═════ Alıntılanan Metin ═════
Aşama aşama oluşan, varlıkların mahiyetleri, özellikleri hakkında; başlangıçta harekete geçen atom parçacıkları hiçbir şey bilmez. Çünkü her parçacık veya parçacıkların oluşturduğu atom çekirdekleri,  sadece kendilerinde mevcut olan itme-çekme, tutma-ayırma misali özelliklerinden dolayı yüce Allah’ın otomatiğe bağladığı emirlere göre eylemde bulunmakta, o kadar… Yani en küçük parçacık olan kuarklara yüklenmiş çekme ve itme özelliğinin (tabiat kanununun) otomatik hayata geçmesiyle  daha büyük parçacıklar oluşmakta, bu parçacıkların da, diğer çekirdek kuvvetlerini oluşturmasıyla (elektromanyetik, zayıf nükleer kuvvet ve güçlü nükleer kuvvet), maddi alemin temel yapı taşı olan atom çekirdekleri ile birlikte (elektron denilen parçacıkların çekirdek etrafında değişik yörüngelerde dönmesiyle) atomlar oluşmaktadır.
═════ Sağlanan Veriler ═════
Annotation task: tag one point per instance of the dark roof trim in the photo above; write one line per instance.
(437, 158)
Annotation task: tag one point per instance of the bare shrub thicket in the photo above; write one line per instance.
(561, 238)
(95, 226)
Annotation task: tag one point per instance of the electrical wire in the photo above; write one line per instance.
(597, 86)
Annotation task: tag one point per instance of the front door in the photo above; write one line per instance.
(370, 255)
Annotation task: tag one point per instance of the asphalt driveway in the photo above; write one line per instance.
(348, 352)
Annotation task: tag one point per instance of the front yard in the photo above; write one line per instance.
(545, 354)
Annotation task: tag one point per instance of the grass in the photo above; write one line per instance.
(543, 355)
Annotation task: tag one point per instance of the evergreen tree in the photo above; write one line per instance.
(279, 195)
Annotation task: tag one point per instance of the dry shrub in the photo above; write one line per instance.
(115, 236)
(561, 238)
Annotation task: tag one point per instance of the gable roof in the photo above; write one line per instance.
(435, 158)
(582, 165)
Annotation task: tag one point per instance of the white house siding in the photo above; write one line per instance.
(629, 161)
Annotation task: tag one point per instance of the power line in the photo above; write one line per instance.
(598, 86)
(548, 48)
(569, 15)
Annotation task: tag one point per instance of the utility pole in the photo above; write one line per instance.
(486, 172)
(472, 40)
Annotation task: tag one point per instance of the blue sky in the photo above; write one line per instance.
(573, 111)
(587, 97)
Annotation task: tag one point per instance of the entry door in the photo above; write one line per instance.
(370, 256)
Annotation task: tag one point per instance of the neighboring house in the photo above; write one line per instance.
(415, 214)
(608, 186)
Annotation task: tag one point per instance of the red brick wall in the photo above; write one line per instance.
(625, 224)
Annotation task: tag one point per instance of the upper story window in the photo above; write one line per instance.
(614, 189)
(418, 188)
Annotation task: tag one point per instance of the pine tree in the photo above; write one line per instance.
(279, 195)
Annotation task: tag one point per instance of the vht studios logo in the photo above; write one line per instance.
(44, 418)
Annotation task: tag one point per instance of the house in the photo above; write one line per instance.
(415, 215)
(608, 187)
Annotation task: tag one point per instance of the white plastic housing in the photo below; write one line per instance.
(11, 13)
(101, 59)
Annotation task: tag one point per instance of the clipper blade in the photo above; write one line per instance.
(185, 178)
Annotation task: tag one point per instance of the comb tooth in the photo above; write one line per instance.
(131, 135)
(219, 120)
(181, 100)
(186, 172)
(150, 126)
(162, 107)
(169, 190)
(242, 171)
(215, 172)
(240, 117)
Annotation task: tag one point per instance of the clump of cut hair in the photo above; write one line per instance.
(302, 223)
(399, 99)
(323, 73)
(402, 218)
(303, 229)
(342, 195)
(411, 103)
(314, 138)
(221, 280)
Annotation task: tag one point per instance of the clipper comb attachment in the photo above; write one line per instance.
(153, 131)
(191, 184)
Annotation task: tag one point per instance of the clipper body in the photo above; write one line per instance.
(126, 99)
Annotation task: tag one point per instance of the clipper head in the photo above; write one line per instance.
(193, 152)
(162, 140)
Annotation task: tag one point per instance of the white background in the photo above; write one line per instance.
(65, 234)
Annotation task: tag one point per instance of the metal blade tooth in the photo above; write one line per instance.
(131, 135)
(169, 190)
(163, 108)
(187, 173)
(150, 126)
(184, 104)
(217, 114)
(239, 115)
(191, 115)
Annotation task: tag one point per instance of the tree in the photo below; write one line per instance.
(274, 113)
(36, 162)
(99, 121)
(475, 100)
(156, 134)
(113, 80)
═════
● **Problemler**:
A) Alıntılanan metinde en küçük parçacık olarak hangisi gösteriliyor?
B) Atomların oluşumunu anlatan alıntılanan metni kaldığı yerden sürdürün.

● **Yanıtlar**:
A) Kuarklar.

B)
Evet! İnorganik yapıda gaz, sıvı, yarı katı-plazma ve katı bileşiklere kadar, bu bileşiklerden oluşan organik yapıda varlıklara kadar; yaratılış seyrinin her safhasında, her kademesinde; farklı farklı hareketler ve açılımlar olmaktadır. Ki bu hareketler ve açılımlar; bildik tabiat kuvvetlerinin ve arkasındaki tabiat kanunlarının işlemesiyle olmaktadır.

Bilindiği üzere tabiat kuvvetlerinin ardındaki kânunlar, ‘suyun kaldırma kuvveti kânunu, ışığın yansıması prensibi, maddenin hal değiştirmesinin ardındaki termo­dinamik kânunlar, v.d’ kanunlar olup, bu kanunlara batı literatüründe tabat kanunları, islam literatüründe adetullah denilmektedir.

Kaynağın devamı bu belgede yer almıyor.